## SET PROBLEM
Quote the entire listing below verbatim, leaving every line unchanged.

______

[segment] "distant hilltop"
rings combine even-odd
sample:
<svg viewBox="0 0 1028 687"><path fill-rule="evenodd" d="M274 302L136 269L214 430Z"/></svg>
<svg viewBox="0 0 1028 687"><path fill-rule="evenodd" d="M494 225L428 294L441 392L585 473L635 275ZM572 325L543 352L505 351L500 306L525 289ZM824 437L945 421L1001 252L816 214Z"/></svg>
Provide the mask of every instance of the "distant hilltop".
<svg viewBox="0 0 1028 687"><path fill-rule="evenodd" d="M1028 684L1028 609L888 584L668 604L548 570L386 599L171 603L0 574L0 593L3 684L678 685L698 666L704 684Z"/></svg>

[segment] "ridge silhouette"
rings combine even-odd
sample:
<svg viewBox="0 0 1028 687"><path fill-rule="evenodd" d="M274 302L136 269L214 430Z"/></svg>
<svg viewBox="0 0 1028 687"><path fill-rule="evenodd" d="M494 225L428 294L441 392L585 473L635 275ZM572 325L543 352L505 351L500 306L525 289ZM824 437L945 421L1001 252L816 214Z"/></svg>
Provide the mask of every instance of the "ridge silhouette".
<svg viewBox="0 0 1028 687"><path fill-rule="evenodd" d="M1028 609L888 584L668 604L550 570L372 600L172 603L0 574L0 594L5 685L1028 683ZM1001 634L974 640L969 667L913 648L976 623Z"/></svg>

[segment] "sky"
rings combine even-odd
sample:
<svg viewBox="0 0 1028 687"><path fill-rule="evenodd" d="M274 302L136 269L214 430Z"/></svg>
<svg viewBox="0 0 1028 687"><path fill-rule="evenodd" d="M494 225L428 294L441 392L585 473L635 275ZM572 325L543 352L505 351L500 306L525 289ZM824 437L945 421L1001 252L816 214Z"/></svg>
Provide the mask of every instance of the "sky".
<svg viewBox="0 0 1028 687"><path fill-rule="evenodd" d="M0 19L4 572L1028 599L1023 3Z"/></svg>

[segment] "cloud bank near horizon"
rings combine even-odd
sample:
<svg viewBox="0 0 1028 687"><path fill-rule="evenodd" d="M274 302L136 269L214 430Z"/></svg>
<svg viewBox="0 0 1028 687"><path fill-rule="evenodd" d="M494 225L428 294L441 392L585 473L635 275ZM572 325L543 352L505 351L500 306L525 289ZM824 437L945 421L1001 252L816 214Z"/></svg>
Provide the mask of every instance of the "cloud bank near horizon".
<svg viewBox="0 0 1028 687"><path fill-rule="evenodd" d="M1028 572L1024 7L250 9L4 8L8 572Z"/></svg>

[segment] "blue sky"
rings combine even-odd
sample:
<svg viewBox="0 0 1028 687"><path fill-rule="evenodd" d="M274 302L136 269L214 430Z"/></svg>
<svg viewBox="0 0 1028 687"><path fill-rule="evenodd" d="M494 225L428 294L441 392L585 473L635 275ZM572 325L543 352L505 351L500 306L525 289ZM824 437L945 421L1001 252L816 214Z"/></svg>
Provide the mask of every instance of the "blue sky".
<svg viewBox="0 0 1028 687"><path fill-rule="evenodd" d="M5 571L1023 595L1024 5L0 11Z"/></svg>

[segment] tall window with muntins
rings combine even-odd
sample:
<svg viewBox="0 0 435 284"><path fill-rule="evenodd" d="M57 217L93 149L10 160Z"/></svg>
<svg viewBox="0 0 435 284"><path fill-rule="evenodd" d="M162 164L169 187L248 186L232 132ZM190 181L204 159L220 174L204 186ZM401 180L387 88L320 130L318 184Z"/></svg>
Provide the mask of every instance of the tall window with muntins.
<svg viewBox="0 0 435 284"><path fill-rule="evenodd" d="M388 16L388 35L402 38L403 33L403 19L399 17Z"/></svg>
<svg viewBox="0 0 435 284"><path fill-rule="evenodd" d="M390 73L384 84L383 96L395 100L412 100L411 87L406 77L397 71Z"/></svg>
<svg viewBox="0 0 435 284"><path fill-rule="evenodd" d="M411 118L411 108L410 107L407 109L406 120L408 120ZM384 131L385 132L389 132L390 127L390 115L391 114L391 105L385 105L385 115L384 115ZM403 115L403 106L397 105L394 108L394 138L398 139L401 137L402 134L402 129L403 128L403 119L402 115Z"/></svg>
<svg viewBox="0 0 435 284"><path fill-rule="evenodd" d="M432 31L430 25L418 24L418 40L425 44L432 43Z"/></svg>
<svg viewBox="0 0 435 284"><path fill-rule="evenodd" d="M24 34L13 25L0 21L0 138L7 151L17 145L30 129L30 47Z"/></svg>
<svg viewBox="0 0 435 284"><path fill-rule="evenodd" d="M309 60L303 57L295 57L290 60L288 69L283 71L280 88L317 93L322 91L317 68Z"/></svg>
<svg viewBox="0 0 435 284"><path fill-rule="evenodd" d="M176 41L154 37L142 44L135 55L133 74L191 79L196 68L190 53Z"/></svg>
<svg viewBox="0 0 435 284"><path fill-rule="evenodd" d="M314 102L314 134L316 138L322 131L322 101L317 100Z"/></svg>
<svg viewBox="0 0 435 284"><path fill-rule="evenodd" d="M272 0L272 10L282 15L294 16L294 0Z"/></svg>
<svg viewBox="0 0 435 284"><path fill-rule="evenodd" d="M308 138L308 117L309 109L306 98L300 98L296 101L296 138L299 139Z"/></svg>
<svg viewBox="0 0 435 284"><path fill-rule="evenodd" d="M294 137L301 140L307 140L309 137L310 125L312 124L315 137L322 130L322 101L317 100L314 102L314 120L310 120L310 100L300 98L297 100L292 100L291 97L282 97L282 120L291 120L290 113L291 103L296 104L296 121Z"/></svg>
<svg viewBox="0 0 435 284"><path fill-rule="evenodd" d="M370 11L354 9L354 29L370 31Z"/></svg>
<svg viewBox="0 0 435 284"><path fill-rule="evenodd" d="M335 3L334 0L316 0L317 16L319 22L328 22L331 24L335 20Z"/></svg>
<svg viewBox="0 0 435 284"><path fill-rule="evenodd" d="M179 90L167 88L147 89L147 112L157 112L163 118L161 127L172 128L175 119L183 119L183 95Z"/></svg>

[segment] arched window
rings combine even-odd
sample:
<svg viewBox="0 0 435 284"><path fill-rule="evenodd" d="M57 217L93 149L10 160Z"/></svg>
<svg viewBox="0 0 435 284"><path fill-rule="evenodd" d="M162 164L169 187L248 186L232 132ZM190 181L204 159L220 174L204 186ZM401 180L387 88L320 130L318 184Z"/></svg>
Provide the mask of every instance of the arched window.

______

## REPLY
[segment] "distant hilltop"
rings combine even-odd
sample:
<svg viewBox="0 0 1028 687"><path fill-rule="evenodd" d="M274 302L136 269L214 430Z"/></svg>
<svg viewBox="0 0 1028 687"><path fill-rule="evenodd" d="M494 225L428 294L441 392L585 473L635 275ZM572 325L543 352L505 351L500 306L525 289ZM824 437L945 421L1001 252L816 214Z"/></svg>
Provide the mask of every instance of the "distant hilltop".
<svg viewBox="0 0 1028 687"><path fill-rule="evenodd" d="M1028 684L1028 609L888 584L668 604L548 570L386 599L171 603L0 574L0 593L3 684L678 685L698 666L704 684Z"/></svg>

[segment] "ridge silhouette"
rings combine even-odd
sample:
<svg viewBox="0 0 1028 687"><path fill-rule="evenodd" d="M274 302L136 269L214 430Z"/></svg>
<svg viewBox="0 0 1028 687"><path fill-rule="evenodd" d="M494 225L428 294L441 392L585 473L635 275ZM572 325L543 352L505 351L500 306L525 289ZM824 437L945 421L1001 252L816 214Z"/></svg>
Provide the mask of every instance of the "ridge silhouette".
<svg viewBox="0 0 1028 687"><path fill-rule="evenodd" d="M1028 609L888 584L668 604L550 570L372 600L172 603L0 574L0 594L5 685L1028 683ZM1001 634L974 640L969 667L913 648L976 623Z"/></svg>

[segment] "sky"
rings combine even-odd
sample:
<svg viewBox="0 0 1028 687"><path fill-rule="evenodd" d="M274 302L136 269L214 430Z"/></svg>
<svg viewBox="0 0 1028 687"><path fill-rule="evenodd" d="M494 225L428 294L441 392L585 473L635 275ZM572 325L543 352L505 351L500 306L525 289ZM824 437L945 421L1001 252L816 214Z"/></svg>
Provide the mask of every instance of the "sky".
<svg viewBox="0 0 1028 687"><path fill-rule="evenodd" d="M0 19L4 572L1028 599L1023 3Z"/></svg>

[segment] "cloud bank near horizon"
rings combine even-odd
sample:
<svg viewBox="0 0 1028 687"><path fill-rule="evenodd" d="M274 302L136 269L214 430Z"/></svg>
<svg viewBox="0 0 1028 687"><path fill-rule="evenodd" d="M494 225L428 294L441 392L585 473L635 275ZM572 325L543 352L505 351L500 306L525 289ZM824 437L945 421L1001 252L816 214Z"/></svg>
Provide the mask of every instance of the "cloud bank near horizon".
<svg viewBox="0 0 1028 687"><path fill-rule="evenodd" d="M1028 572L1024 7L250 9L4 8L8 572Z"/></svg>

[segment] "blue sky"
rings combine even-odd
sample:
<svg viewBox="0 0 1028 687"><path fill-rule="evenodd" d="M274 302L136 269L214 430Z"/></svg>
<svg viewBox="0 0 1028 687"><path fill-rule="evenodd" d="M494 225L428 294L441 392L585 473L635 275ZM572 325L543 352L505 351L500 306L525 289ZM824 437L945 421L1001 252L816 214Z"/></svg>
Provide the mask of every instance of the "blue sky".
<svg viewBox="0 0 1028 687"><path fill-rule="evenodd" d="M5 571L1023 595L1024 5L0 11Z"/></svg>

[segment] tall window with muntins
rings combine even-odd
sample:
<svg viewBox="0 0 435 284"><path fill-rule="evenodd" d="M57 217L93 149L10 160Z"/></svg>
<svg viewBox="0 0 435 284"><path fill-rule="evenodd" d="M162 164L169 187L248 186L232 132ZM190 181L204 159L220 174L204 186ZM401 180L387 88L320 130L318 184Z"/></svg>
Provide the mask of every instance of the tall window with muntins.
<svg viewBox="0 0 435 284"><path fill-rule="evenodd" d="M388 16L388 35L402 38L403 33L403 19L399 17Z"/></svg>
<svg viewBox="0 0 435 284"><path fill-rule="evenodd" d="M390 73L384 84L383 96L395 100L412 100L411 87L406 77L397 71Z"/></svg>
<svg viewBox="0 0 435 284"><path fill-rule="evenodd" d="M411 118L411 108L410 107L407 109L406 120L408 120ZM384 131L385 132L389 132L390 127L390 115L391 114L391 105L385 105L385 115L384 115ZM403 115L403 106L397 105L394 108L394 138L398 139L401 137L402 134L402 129L403 128L403 119L402 115Z"/></svg>
<svg viewBox="0 0 435 284"><path fill-rule="evenodd" d="M432 31L430 25L418 24L418 40L425 44L432 43Z"/></svg>
<svg viewBox="0 0 435 284"><path fill-rule="evenodd" d="M24 34L13 25L0 21L0 138L7 151L17 145L30 129L30 47Z"/></svg>
<svg viewBox="0 0 435 284"><path fill-rule="evenodd" d="M309 60L303 57L295 57L290 60L288 69L283 71L280 88L317 93L322 91L317 68Z"/></svg>
<svg viewBox="0 0 435 284"><path fill-rule="evenodd" d="M176 41L154 37L142 44L135 55L133 74L191 79L196 68L190 53Z"/></svg>
<svg viewBox="0 0 435 284"><path fill-rule="evenodd" d="M314 102L314 134L316 138L322 131L322 101L317 100Z"/></svg>
<svg viewBox="0 0 435 284"><path fill-rule="evenodd" d="M272 0L272 10L282 15L294 16L294 0Z"/></svg>
<svg viewBox="0 0 435 284"><path fill-rule="evenodd" d="M308 138L308 117L309 109L306 98L300 98L296 101L296 138L299 139Z"/></svg>
<svg viewBox="0 0 435 284"><path fill-rule="evenodd" d="M294 137L301 140L307 140L309 137L310 125L312 124L315 137L322 130L322 101L317 100L314 102L314 120L310 120L310 100L300 98L297 100L292 100L291 97L282 97L282 120L291 120L290 113L291 103L296 104L296 121Z"/></svg>
<svg viewBox="0 0 435 284"><path fill-rule="evenodd" d="M370 11L354 9L354 29L370 31Z"/></svg>
<svg viewBox="0 0 435 284"><path fill-rule="evenodd" d="M335 3L334 0L316 0L317 16L319 22L328 22L331 24L335 20Z"/></svg>
<svg viewBox="0 0 435 284"><path fill-rule="evenodd" d="M179 90L167 88L147 89L147 112L157 112L163 118L161 127L172 128L175 119L183 119L183 95Z"/></svg>

[segment] arched window
rings combine even-odd
sample:
<svg viewBox="0 0 435 284"><path fill-rule="evenodd" d="M57 217L93 149L10 160Z"/></svg>
<svg viewBox="0 0 435 284"><path fill-rule="evenodd" d="M162 164L169 187L248 186L232 132ZM190 181L204 159L220 174L204 186ZM401 180L387 88L320 130L318 184Z"/></svg>
Provide the mask of every instance of the arched window.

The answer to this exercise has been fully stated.